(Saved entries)
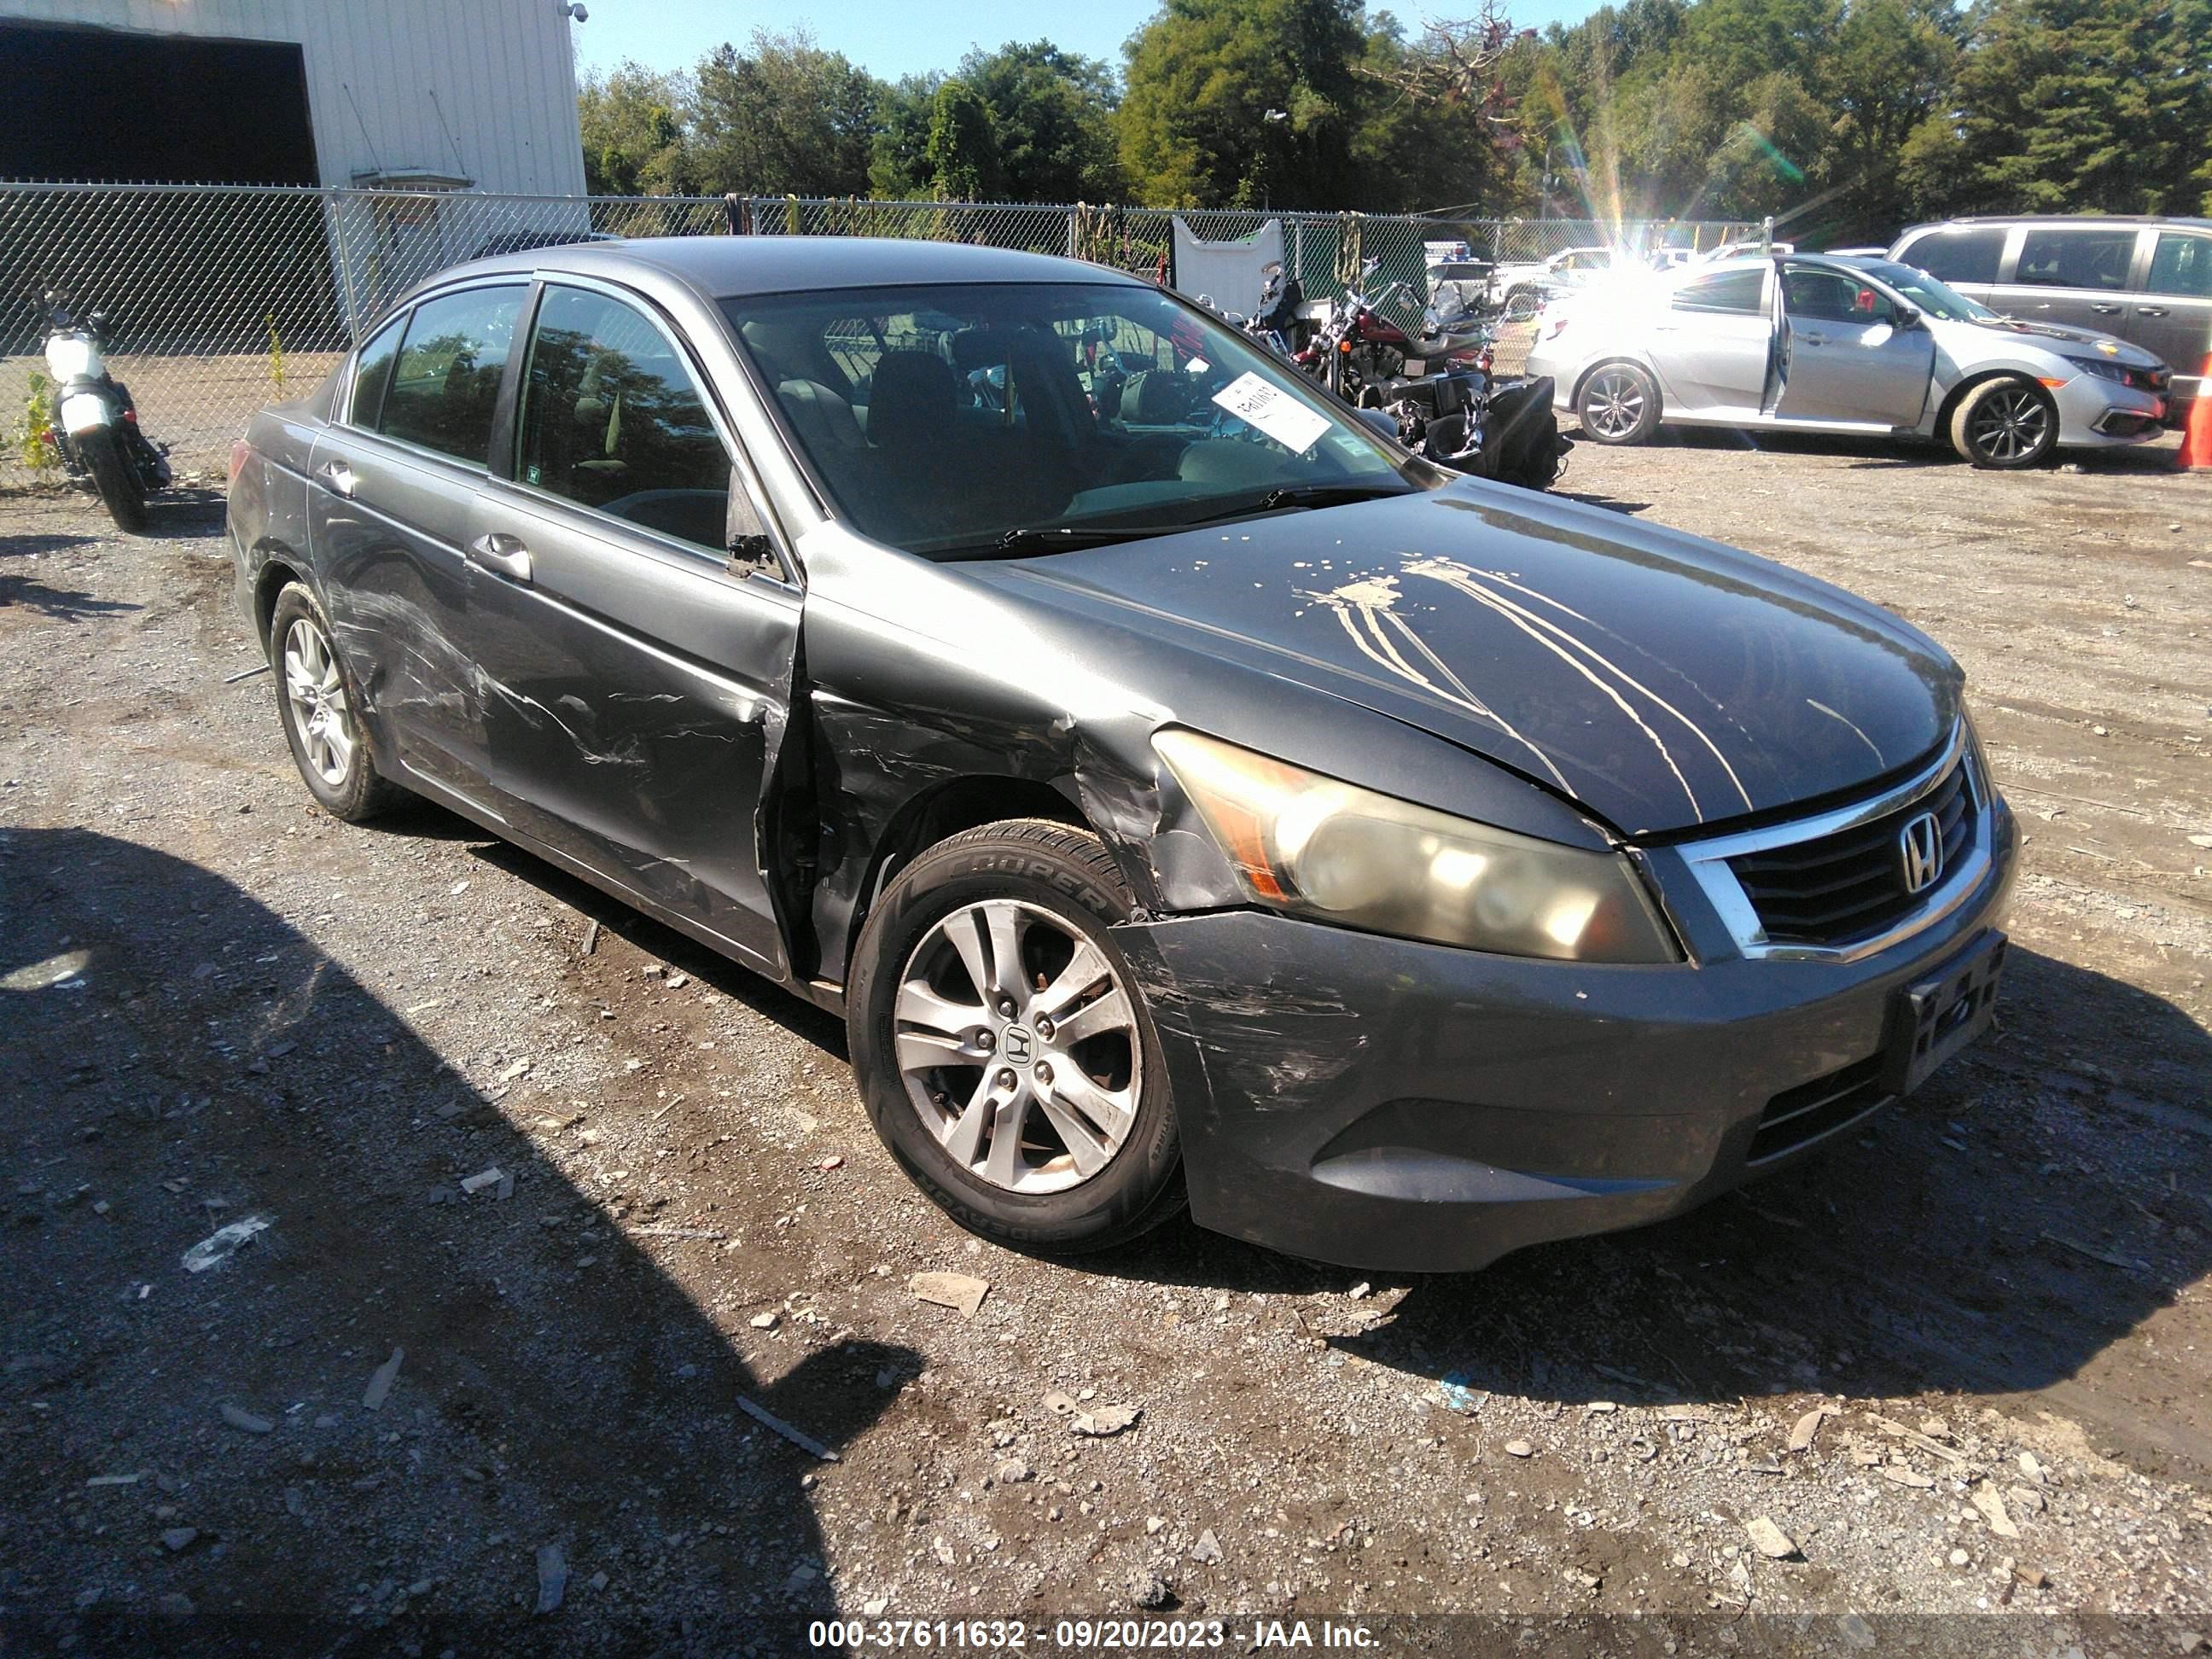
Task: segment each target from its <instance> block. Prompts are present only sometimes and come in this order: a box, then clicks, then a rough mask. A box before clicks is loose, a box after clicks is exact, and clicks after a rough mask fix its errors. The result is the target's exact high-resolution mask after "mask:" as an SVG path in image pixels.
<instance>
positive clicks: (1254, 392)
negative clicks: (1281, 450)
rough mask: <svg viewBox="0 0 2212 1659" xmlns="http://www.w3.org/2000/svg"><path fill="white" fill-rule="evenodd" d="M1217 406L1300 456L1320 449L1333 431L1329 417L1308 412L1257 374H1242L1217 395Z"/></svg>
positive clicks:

What you have to do: From the line holding "positive clicks: (1254, 392)" to the last line of the data above, copy every line exactly and include nothing more.

Task output:
positive clicks: (1254, 392)
negative clicks: (1281, 450)
rough mask: <svg viewBox="0 0 2212 1659" xmlns="http://www.w3.org/2000/svg"><path fill="white" fill-rule="evenodd" d="M1217 406L1300 456L1320 449L1333 431L1329 417L1308 412L1257 374H1242L1217 395Z"/></svg>
positive clicks:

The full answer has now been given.